*TASK SET*.
1. In the passage about duck hunting gear, what old item doubles as a lucky charm?
2. Reproduce word for word the part of the duck hunting passage starting at "The items in" and ending at "bag less bulky.".

*TEXT EXCERPT*.
After hanging out in duck blinds, duck camps, and around other duck hunters for many seasons, I cannot begin to count the endless amount of gadgets that hunters deem “essential” to their load out. Among the items I’ve witnessed are batteries, chargers, remotes, and even an old goose flute that doubles as a lucky charm. Don’t get me wrong, I love my share of gadgets and even prefer to add a few to my spread each season. But for me, some items weigh me down and create much more work than they should.
The items in this list are not only practical and useful, but they will get me through just about any circumstance I find myself in while hunting. By packing only what is on this list, with the exception of calls and shotgun shells, you can be sure you are covered in a pinch all while keeping your blind bag less bulky.

*RECORD EXTRACTS*.
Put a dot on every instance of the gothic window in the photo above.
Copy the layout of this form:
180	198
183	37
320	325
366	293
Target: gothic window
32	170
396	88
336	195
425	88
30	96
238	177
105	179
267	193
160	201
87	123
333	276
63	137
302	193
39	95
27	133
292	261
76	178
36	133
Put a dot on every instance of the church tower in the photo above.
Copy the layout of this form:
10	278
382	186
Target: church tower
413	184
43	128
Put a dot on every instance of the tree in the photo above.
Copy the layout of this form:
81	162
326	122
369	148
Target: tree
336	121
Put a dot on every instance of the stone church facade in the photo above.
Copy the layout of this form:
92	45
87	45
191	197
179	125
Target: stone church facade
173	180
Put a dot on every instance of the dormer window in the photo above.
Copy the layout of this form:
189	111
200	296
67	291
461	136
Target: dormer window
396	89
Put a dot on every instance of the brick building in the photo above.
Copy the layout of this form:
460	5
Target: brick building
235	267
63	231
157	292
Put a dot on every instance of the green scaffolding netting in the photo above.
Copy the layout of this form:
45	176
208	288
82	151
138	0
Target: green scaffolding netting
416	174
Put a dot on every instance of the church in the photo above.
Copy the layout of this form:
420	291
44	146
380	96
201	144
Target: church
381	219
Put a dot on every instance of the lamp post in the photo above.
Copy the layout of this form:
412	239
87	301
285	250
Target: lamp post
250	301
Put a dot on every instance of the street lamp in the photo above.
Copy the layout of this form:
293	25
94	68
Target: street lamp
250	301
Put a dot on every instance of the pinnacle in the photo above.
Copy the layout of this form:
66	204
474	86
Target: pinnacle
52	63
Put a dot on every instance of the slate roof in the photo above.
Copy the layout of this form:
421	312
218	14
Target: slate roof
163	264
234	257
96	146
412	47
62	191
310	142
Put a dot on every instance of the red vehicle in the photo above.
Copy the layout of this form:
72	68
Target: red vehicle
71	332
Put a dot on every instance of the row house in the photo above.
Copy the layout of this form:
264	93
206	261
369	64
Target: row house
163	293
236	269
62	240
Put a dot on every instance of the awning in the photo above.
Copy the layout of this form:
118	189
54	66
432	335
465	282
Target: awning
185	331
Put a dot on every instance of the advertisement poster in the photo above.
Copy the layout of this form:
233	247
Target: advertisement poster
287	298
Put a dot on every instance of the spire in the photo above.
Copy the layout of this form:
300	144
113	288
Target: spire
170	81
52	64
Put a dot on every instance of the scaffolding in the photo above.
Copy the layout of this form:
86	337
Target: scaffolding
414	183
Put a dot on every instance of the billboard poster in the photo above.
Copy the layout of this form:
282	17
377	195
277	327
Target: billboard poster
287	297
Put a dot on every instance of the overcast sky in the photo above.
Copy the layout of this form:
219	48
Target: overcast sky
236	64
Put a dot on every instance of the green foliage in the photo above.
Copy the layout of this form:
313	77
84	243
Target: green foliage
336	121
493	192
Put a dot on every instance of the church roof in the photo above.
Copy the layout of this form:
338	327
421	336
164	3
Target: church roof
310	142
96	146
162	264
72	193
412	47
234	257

--

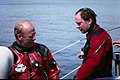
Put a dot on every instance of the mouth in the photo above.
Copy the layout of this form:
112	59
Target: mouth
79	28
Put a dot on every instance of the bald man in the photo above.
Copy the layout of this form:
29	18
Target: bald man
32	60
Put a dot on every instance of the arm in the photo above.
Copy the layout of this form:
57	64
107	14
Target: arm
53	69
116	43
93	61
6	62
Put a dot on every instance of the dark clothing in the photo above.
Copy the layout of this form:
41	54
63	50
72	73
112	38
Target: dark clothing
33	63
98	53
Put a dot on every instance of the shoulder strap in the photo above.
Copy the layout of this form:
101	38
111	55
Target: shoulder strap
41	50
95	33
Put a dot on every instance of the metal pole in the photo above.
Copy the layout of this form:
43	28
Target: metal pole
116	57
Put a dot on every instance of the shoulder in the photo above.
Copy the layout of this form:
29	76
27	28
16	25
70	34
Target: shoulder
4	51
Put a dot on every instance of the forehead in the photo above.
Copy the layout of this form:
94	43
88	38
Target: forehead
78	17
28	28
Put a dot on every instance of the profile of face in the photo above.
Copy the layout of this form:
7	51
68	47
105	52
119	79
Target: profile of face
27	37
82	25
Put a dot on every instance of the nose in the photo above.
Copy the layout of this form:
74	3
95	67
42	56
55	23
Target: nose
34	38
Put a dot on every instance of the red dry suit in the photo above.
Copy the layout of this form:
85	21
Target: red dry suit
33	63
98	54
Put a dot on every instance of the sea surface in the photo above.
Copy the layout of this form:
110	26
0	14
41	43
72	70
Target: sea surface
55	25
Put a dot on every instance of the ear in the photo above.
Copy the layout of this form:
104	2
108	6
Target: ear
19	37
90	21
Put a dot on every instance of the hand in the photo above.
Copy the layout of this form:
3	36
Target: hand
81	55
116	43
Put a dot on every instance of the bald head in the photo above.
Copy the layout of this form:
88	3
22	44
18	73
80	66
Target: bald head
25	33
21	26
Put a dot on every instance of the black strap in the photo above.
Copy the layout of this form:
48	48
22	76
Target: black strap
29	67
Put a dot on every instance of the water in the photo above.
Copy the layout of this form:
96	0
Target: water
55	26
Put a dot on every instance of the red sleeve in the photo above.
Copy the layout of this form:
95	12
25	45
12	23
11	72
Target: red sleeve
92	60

*ANSWERS FOR THIS EXERCISE*.
1. An old goose flute.

2.
The items in this list are not only practical and useful, but they will get me through just about any circumstance I find myself in while hunting. By packing only what is on this list, with the exception of calls and shotgun shells, you can be sure you are covered in a pinch all while keeping your blind bag less bulky.